Exercise aim -
Give back exactly the lines of the material below, starting with the line with "Target: locomotive front" and going on through the line with "Target: locomotive cab window".
____
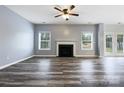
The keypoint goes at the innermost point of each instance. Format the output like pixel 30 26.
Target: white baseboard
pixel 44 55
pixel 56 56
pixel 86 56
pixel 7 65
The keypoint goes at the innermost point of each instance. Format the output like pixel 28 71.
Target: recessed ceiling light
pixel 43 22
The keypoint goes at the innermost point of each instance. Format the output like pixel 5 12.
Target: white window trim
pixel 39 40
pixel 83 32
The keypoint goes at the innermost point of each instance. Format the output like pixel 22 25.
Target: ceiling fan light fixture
____
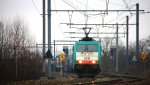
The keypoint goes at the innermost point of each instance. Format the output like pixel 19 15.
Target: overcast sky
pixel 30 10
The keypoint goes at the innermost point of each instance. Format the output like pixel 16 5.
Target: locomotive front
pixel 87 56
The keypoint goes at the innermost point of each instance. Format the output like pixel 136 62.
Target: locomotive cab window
____
Answer -
Target: locomotive front
pixel 87 56
The keypoint goes at the innermost point of each instance. Format the output like pixel 136 62.
Target: locomotive cab window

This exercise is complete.